#### What this task involves:
Rewrite the entries from the start through the line containing "positive clicks: (28, 105)", changing "positive" to "inclusive" and leaving everything else in those lines unchanged.

Dataset excerpts:
---+---
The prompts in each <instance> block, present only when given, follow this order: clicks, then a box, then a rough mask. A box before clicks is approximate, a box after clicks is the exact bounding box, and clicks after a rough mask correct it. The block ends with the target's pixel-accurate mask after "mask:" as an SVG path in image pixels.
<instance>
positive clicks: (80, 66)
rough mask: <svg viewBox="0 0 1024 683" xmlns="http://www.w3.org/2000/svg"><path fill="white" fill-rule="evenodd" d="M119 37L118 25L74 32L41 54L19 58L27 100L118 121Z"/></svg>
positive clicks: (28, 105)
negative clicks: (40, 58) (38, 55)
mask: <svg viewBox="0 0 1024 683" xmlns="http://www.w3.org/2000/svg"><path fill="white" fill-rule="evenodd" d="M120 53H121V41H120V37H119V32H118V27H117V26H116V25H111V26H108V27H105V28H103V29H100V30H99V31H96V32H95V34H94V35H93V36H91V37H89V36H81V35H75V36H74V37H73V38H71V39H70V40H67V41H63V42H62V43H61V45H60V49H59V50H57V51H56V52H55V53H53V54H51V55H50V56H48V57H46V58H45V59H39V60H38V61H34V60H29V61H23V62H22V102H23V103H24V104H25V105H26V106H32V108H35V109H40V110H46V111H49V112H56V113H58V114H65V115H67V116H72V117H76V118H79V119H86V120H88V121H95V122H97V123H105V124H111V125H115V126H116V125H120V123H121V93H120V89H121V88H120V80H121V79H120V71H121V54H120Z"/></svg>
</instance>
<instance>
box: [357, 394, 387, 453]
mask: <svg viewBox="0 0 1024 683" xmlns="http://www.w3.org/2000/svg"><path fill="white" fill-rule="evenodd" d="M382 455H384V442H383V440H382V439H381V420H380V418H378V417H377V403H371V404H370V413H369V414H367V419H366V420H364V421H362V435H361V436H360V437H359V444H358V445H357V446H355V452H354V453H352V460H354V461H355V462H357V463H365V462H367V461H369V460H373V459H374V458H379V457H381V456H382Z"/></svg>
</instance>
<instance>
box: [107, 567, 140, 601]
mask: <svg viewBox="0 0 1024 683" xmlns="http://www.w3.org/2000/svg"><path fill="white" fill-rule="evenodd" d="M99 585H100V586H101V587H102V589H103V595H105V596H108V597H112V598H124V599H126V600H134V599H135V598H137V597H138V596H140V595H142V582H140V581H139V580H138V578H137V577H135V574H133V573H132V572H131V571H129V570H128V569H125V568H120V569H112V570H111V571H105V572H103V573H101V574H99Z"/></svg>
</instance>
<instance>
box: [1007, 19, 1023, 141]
---+---
#### Problem solution:
The prompts in each <instance> block, present only when given, follow this order: clicks, then a box, then a rough mask. A box before clicks is approximate, a box after clicks is the exact bounding box, and clicks after a rough mask correct it. The block ends with the target's pixel-accurate mask after "mask:" as an SVG path in image pixels.
<instance>
inclusive clicks: (80, 66)
rough mask: <svg viewBox="0 0 1024 683" xmlns="http://www.w3.org/2000/svg"><path fill="white" fill-rule="evenodd" d="M119 37L118 25L74 32L41 54L19 58L27 100L118 121Z"/></svg>
inclusive clicks: (28, 105)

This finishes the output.